Vervang in de arrestsamenvatting "Eerste kamer" door "Tweede kamer" en geef het deel dat opent met de woorden "Choose the experimental" en sluit met "GERECHT (Eerste kamer)" opnieuw weer.

AANGELEVERDE TEKST:

::::::::::

Choose the experimental features you want to try

This document is an excerpt from the EUR-Lex website

Document 61999TJ0118

    Samenvatting van het arrest

    ARREST VAN HET GERECHT (Eerste kamer)

    7 februari 2001

    Zaak T-118/99

    Beatrice Bonaiti Brighina

    tegen

    Commissie van de Europese Gemeenschappen

    „Ambtenaren — Vergelijkend onderzoek — Taairegime — Ontvankelijkheid — Niet-toelating tot mondeling examen — Toegang tot documenten”

    Volledige Italiaanse tekst   II-97

    Betreft:

    Beroep tot nietigverklaring van het besluit van de jury van vergelijkend onderzoek COM/B/18/96 om verzoekster niet tot het mondeling examen van dat vergelijkend onderzoek toe te laten, en, in voorkomend geval, van de indeling die voortvloeit uit de puntenwaardering van het schriftelijk examen en uit de eindvolgorde van de geslaagde kandidaten, alsmede van de daaraanvolgende aanstelling van laatstgenoemden.

    Beslissing:

    Het beroep wordt verworpen. Elk der partijen zal de eigen kosten dragen.

    Samenvatting

    1. Ambtenaren – Beroep – Termijnen – Aanvang – Kennisgeving – Begrip – Besluit tot afwijzing van klacht gesteld in andere taal dan moedertaal van betrokken ambtenaar of taal waarin klacht was gesteld – Vertaling – Datum van kennisgeving van vertaling – Bewijslast betreffende kennisgeving

      (Ambtenarenstatuut, art. 91, lid 3)

::::::::::

AANGELEVERDE GEGEVENS:
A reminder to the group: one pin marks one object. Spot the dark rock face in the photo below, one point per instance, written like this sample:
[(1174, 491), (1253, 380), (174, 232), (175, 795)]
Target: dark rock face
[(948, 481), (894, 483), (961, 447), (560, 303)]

::::::::::

UITWERKING:
Choose the experimental features you want to try

This document is an excerpt from the EUR-Lex website

Document 61999TJ0118

    Samenvatting van het arrest

    ARREST VAN HET GERECHT (Tweede kamer)